Passage shown =>
+ + + + + + +

The modern mathematics I studied at university basically consisted of nothing but proofs. There are very few axioms.

Do you have any examples for what you mean by "modern math is not provable"?
 
The modern mathematics I studied at university basically consisted of nothing but proofs. There are very few axioms.

Do you have any examples for what you mean by "modern math is not provable"?
Maybe equating physics with maths?
 
The modern mathematics I studied at university basically consisted of nothing but proofs. There are very few axioms.

Do you have any examples for what you mean by "(So much of) modern math is not provable"?

+ + + + + + +

Exercise =>
Decide whether each statement agrees with the passage on modern mathematics, answering yes or no and quoting the words that decide it: (a) the writer's university mathematics consisted almost entirely of proofs; (b) the passage claims there are many axioms; (c) one line raises equating physics with maths as a possibility.

(Collected data)
+ + + + + + +

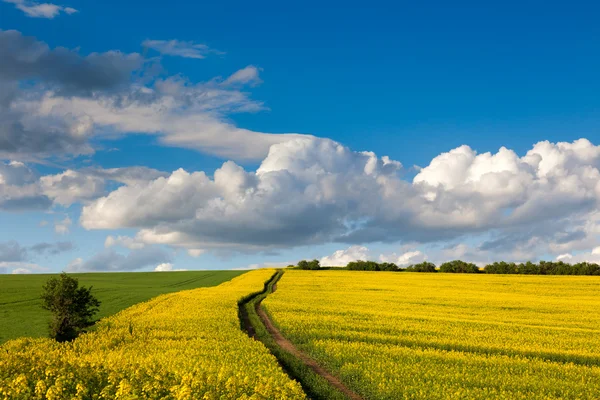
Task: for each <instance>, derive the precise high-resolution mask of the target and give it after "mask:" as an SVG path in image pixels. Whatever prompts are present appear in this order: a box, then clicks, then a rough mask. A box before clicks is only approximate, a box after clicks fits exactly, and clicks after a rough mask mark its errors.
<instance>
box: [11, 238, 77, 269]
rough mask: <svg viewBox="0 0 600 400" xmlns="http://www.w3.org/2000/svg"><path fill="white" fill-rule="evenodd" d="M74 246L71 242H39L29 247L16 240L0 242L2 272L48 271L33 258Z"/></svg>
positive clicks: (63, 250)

+ + + + + + +

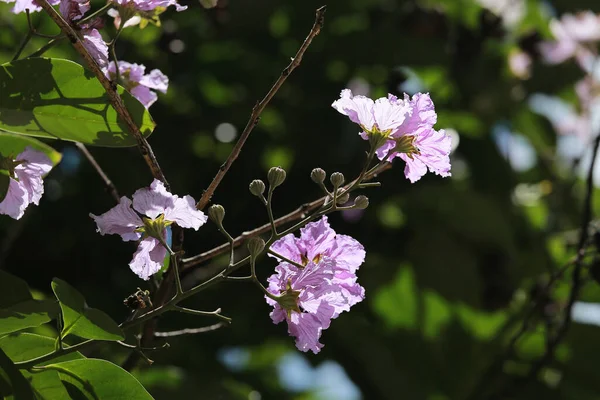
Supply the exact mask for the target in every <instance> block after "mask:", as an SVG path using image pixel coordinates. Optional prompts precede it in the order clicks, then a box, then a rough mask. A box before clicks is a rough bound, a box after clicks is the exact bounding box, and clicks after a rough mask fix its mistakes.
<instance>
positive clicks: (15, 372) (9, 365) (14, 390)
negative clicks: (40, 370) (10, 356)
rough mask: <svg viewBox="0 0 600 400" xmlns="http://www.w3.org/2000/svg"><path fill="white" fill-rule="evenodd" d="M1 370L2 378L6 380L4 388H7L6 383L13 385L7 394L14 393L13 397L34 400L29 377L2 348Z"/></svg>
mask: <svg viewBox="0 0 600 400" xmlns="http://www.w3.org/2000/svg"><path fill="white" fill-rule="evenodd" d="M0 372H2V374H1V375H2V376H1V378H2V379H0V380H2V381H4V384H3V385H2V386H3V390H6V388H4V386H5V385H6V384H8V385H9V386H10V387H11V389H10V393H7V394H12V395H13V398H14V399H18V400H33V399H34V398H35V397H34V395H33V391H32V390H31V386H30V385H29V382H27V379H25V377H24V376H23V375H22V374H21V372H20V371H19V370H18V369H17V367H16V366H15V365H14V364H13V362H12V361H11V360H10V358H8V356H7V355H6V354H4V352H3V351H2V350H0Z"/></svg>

+ + + + + + +

Exercise output =>
(a) Yes: "basically consisted of nothing but proofs"
(b) No: "There are very few axioms."
(c) Yes: "Maybe equating physics with maths?"